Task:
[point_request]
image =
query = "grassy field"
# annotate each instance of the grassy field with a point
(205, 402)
---
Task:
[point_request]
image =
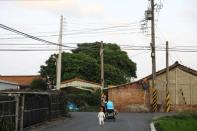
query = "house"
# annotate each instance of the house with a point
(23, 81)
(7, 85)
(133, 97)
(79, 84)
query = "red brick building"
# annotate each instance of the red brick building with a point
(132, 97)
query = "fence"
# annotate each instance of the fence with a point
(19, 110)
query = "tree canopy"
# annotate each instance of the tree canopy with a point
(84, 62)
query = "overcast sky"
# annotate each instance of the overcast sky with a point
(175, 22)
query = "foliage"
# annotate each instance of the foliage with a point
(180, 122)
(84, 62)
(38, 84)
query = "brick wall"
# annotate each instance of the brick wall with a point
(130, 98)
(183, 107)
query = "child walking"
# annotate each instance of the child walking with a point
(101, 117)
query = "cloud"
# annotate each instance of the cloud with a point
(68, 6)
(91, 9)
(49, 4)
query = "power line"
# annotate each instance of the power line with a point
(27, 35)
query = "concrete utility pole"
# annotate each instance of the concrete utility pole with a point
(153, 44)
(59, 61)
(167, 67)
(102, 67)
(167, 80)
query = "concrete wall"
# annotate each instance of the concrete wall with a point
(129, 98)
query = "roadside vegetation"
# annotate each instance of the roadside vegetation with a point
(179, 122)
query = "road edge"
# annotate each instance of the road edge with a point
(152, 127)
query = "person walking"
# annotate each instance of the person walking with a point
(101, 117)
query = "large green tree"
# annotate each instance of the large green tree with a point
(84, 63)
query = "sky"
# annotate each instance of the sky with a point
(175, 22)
--
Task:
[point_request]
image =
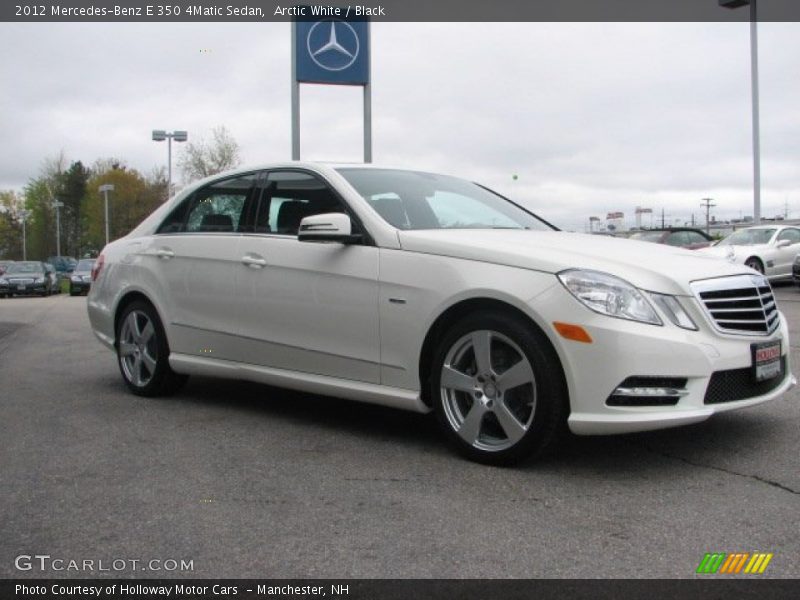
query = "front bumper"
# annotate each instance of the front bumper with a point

* [Work to be completed] Examine the listing line by line and give the number of lines where "bumper" occurs, with nothing added.

* [Solution] 2